---------- Passage
If you're writing medieval stories, you could include the ambling gait. Most horse breeds of today's age can't use it anymore, but it was a gait they were bred and trained for especially because it was fairly swift and comfortable for the rider. 

Re: Two articles on travel times pre modern transportation

#19

Kerma Wrote:
Jahx Wrote: Overland travel through wooded terrain is about ten to fifteen miles a day.  If it is hilly or god forbid, mountainous, that number drops quickly.

Foot travel.  I've never ridden off roads and trails, except for pastures and fields, which don't really count.
Very useful number for me, but is that for foot-travel or horse-back riding? Or are the two mostly equal in wooded areas?


Re: Two articles on travel times pre modern transportation

#20
Another important figure is that in late medieval England, you could only go about 20 miles away from the nearest town. This is because once you've gone that far, you're almost guaranteed to be closer to the next town. 

Why that distance? Because the number that ArDeeBurger quoted at the beginning of this thread is pretty accurate. ArDeeBurger said it was a 25-mile range. This range is generally for a conditioned human being in flat terrain with minimal baggage and no adverse temperatures. This is not likely to be the case for your typical adventure story, so I normally recommend an average of 20 miles per day; the 25 would be for favorable conditions, while you can drop it to 15 for unfavorable. I've done this myself, though it was before I became handicapped. (And just consider for a moment what that really means. If you're traveling in a car at 60 miles an hour, that means that in the most favorable conditions you can get to someplace in 25 minutes that would take you a full day to walk.)

But why was it so important that towns are a maximum of 20 miles apart, outside of more inhospitable areas? Because unlike in the modern age, "town" wasn't a size designation. Towns were usually smaller than a good-sized villages -- except on market days. See, a "town" was a settlement that had a market. So if you wanted to sell goods you made, grew, or raised, you had to get it to a town. Towns weren't always in the best places to grow crops, catch fish, raise cattle, and so on. They were, however, in the best places to get lots of people to converge for trade. At minimum, a town is at a crossroads where two paths (literal roads, or a road and a navigable river, or a road and a natural harbor) meet. Since 20 miles is the best you can count on for travel while carrying goods to market, that's the maximum distance to the next town. No one planned it; it just happened as people spread out. 


Kerma Wrote:
Jahx Wrote: Overland travel through wooded terrain is about ten to fifteen miles a day.  If it is hilly or god forbid, mountainous, that number drops quickly.


Very useful number for me, but is that for foot-travel or horse-back riding? Or are the two mostly equal in wooded areas?



Equal. Depending on the forest, a horse can actually slow you down. Horses are designed for steppes, not wooded areas; do a visual comparison between an unshod horse hoof and a deer hoof sometime and you'll see some of why even if you're not good at comparative biology. A horse has one "toe," good for purchase on a flat plain and bursts of speed in a straight line. A deer has a cloven hoof, meaning it has two toes; this provides better purchase on uneven ground and for quick direction changes to go around trees. Go further up their legs and you can see that their bones and muscles are optimized for their respective terrain as well. 

(Incidentally, yes, this means that centaurs are better for open terrain; you'd have something that looks more like a deer body for the forest and a goat's body for the mountains. The Greeks knew this better than we do, too; in the original myths, the centaurs weren't forest creatures.)

Forests slowing you down is also why they're such a traditional place for "bad things" to happen. Aside from breaking your wagon on a tree root or throwing a shoe because your horse got spooked by a shadow, the slow pace you have to travel at combined with more places to hide meant it was easier for bandits to prey on travelers. Large forests meant people would build roads around them, and very rarely through them.
--------------------
---------- Supplied entries
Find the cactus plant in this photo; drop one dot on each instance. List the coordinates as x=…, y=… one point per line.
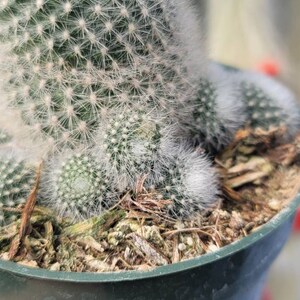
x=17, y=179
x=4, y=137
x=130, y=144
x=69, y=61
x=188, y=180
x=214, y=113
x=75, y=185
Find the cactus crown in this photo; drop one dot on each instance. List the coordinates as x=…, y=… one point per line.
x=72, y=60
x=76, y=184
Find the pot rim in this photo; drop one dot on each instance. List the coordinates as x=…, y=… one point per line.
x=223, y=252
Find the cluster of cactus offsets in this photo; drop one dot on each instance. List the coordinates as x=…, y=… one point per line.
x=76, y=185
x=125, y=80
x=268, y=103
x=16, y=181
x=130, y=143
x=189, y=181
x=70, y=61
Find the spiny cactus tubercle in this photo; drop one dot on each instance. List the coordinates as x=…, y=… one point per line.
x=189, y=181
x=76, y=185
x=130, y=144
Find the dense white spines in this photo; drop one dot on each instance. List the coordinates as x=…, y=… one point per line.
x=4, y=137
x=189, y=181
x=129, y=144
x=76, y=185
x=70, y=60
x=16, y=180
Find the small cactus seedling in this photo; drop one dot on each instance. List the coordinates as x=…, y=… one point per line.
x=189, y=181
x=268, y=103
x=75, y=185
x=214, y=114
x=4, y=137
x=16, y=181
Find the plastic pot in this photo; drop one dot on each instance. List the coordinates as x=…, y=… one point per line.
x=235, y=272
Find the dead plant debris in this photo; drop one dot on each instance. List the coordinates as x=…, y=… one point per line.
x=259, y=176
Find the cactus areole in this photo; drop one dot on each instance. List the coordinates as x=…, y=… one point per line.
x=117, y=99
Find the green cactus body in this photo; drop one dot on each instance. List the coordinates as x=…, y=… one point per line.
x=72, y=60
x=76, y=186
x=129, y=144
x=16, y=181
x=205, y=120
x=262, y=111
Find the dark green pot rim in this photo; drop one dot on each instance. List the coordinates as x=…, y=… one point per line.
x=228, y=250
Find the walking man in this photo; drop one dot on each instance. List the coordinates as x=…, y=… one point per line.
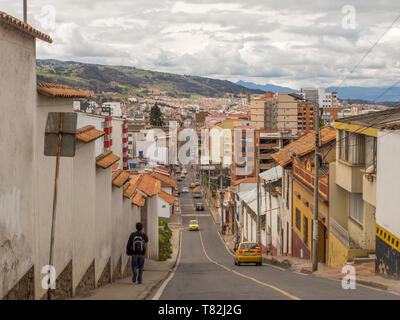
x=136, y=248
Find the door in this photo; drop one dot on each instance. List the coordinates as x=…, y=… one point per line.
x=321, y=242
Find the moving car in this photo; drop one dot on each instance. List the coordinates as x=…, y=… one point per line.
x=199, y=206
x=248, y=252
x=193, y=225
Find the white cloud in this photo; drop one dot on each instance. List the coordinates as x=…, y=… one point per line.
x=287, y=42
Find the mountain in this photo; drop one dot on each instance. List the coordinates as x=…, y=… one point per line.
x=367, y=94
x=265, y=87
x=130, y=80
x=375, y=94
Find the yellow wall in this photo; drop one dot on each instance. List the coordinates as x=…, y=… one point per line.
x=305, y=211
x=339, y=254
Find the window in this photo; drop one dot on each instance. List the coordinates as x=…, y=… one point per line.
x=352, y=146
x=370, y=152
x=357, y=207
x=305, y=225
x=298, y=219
--------------------
▶ Exercise
Copy the travel-distance passage between "Why that distance?" and "day to walk.)", inclusive, swapping "flat terrain" for "level terrain". You won't need the data.

▶ Answer box
Why that distance? Because the number that ArDeeBurger quoted at the beginning of this thread is pretty accurate. ArDeeBurger said it was a 25-mile range. This range is generally for a conditioned human being in level terrain with minimal baggage and no adverse temperatures. This is not likely to be the case for your typical adventure story, so I normally recommend an average of 20 miles per day; the 25 would be for favorable conditions, while you can drop it to 15 for unfavorable. I've done this myself, though it was before I became handicapped. (And just consider for a moment what that really means. If you're traveling in a car at 60 miles an hour, that means that in the most favorable conditions you can get to someplace in 25 minutes that would take you a full day to walk.)